*Work instructions*.
1. Can you summarize the singular value decomposition lecture in two sentences?
2. Would you carry on the singular value decomposition lecture from the point where it stops?

*Document section*.
CAPP 30271 — Lecture 23

Singular value decomposition

When we first started our discussion of eigenvectors, we learned that only square matrices had them. However, we just saw something very interesting: if we take an arbitrary $m \times n$ matrix, then the eigenvectors of $A^TA$ and $AA^T$ turn out to contain an orthogonal basis for all four subspaces of $A$. Ideally, we would want to put these two sets of vectors together. To do that, we examine the eigenvalues of $A^TA$ and $AA^T$. In doing so, we notice that the two sets of eigenvalues contain the same non-zero eigenvalues.

For any $m \times n$ matrix $A$, the matrices $A^TA$ and $AA^T$ have the same non-zero eigenvalues.

Consider an eigenvector $\mathbf v$ of $A^TA$ and suppose its eigenvalue is $\lambda$. Then $A^TA \mathbf v = \lambda \mathbf v$. Multiplying both sides by $A$, we get: \begin{align*} A(A^TA \mathbf v) &= A(\lambda \mathbf v) \\ AA^T(A \mathbf v) &= \lambda (A \mathbf v) \end{align*} So $A \mathbf v$ is an eigenvector of $AA^T$ with eigenvalue $\lambda$. This relationship works for any eigenvector and eigenvalue of $A^TA$. We can use the exact same argument for $AA^T$.

As an aside, notice that this same argument works for any matrices $A$ and $B$: the products $AB$ and $BA$ will share the same non-zero eigenvalues (assuming they can be multiplied both ways in the first place).

Now that we know that $A^TA$ and $AA^T$ share the same nonzero eigenvalues, one of the consequences is that the eigenvectors with the same eigenvalue must be related to each other.

Let $\mathbf v$ be a unit length eigenvector of $A^TA$ with eigenvalue $\lambda$. Then there is a unit length eigenvector $\mathbf u$ of $AA^T$ with eigenvalue $\lambda$ such that $\mathbf u = \frac{1}{\sqrt{\lambda}} A \mathbf v$.

We know from the previous proof that if $\mathbf v$ is an eigenvector of $A^TA$ with eigenvalue $\lambda$, then $A \mathbf v$ is an eigenvector of $AA^T$ with eigenvalue $\lambda$. So we need to normalize $A \mathbf v$. Recall that since $A^TA$ is positive semidefinite, we have that $\lambda = \frac{\|A \mathbf v\|^2}{\|\mathbf v \|^2}$. But since $\mathbf v$ is unit length, we have $\|\mathbf v\|^2 = 1$ so $\lambda = \|A \mathbf v\|^2$ and therefore $\|A\mathbf v\| = \sqrt \lambda$. This gives us $\frac{A \mathbf v}{\|A \mathbf v\|} = \frac{A \mathbf v}{\sqrt \lambda}$.

*Records supplied*.
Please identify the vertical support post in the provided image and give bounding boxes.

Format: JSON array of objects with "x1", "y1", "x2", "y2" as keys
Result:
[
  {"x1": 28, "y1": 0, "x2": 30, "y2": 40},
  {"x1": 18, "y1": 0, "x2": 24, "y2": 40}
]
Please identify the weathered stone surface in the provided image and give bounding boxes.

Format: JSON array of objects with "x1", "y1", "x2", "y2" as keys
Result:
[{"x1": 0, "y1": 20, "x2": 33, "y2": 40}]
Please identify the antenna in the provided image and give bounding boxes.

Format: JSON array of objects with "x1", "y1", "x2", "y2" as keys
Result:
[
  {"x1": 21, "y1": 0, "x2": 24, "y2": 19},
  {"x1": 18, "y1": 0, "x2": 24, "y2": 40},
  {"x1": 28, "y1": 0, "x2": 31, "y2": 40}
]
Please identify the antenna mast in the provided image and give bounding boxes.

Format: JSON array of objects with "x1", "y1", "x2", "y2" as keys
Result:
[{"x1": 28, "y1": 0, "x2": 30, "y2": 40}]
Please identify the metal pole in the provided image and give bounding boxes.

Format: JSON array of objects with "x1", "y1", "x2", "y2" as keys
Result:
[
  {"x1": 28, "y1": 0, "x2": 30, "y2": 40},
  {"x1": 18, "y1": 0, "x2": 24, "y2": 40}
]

*Solved problems*.
1. For any m × n matrix A, the matrices AᵀA and AAᵀ share the same non-zero eigenvalues: multiplying AᵀAv = λv by A shows that Av is an eigenvector of AAᵀ with eigenvalue λ, and the same argument holds for any AB and BA that can be multiplied both ways. As a result, a unit-length eigenvector v of AᵀA with eigenvalue λ corresponds to a unit-length eigenvector u = (1/√λ)Av of AAᵀ, since λ = ‖Av‖² when v has unit length.

2.
Here is our example from last class.


    >>> A = np.array([[ 1,  3,  1,  0,  9], 
    ...               [ 0,  0,  0,  1,  3],
    ...               [ 1,  3,  1,  1, 12]])
    >>> L, V = np.linalg.eigh(A.T @ A)
    >>> LL, U = np.linalg.eigh(A @ A.T)
    >>> L
    array([-1.53193879e-14,  2.75212336e-16,  1.12037323e-14,  2.24038498e+00,
            2.55759615e+02])
    >>> LL
    array([-1.77655138e-15,  2.24038498e+00,  2.55759615e+02])
    >>> (A @ V[:,[-1]]) / L[-1]**0.5
    array([[-0.59749492],
           [-0.18317563],
           [-0.78067055]]) 
    >>> U[:,[-1]]
    array([[-0.59749492],
           [-0.18317563],
           [-0.78067055]])

The consequence of this is that each eigenvector of $A^TA$ can be paired with an eigenvector of $AA^T$ with the same nonzero eigenvalue. We have the following definitions.

Let $\lambda \gt 0$ be a non-zero eigenvalue of $A^TA$ and $AA^T$, $\mathbf v$ be a unit length eigenvector of $A^TA$ with eigenvalue $\lambda$, $\mathbf u$ be a unit length eigenvector of $AA^T$, and $\sigma = \sqrt \lambda$ such that $\mathbf u = \frac 1 \sigma A \mathbf v$.

$\mathbf u$ is a left singular vector of $A$,
$\mathbf v$ is a right singular vector of $A$, and
$\sigma$ is a singular value of $A$.

Here, we note that the left and right singular vectors, which are the eigenvectors of $A^TA$ and $AA^T$, are tied together by their singular values, which are the square roots of the eigenvalues of $A^TA$ and $AA^T$. Though we have shown that $\mathbf u = \frac 1 \sigma A \mathbf v$, we more typically express the relationship as \[A \mathbf v = \sigma \mathbf u,\] which is evocative of the eigenvector equation $A\mathbf x = \lambda \mathbf x$.

Putting all this together, we get the following important result.

Let $A$ be an $m \times n$ matrix of rank $r$. Then \[A = U \Sigma V^T,\] where $U$ is an orthogonal $m \times m$ matrix, $\Sigma$ is an $m \times n$ diagonal matrix, and $V$ is an orthogonal $n \times n$ matrix.

This factorization of $A$ is called the singular value decomposition of $A$.

Let's dissect this.

$U$ is an orthogonal $m \times m$ matrix containing the left singular vectors of $A$, i.e. the set of orthonormal eigenvectors of $AA^T$.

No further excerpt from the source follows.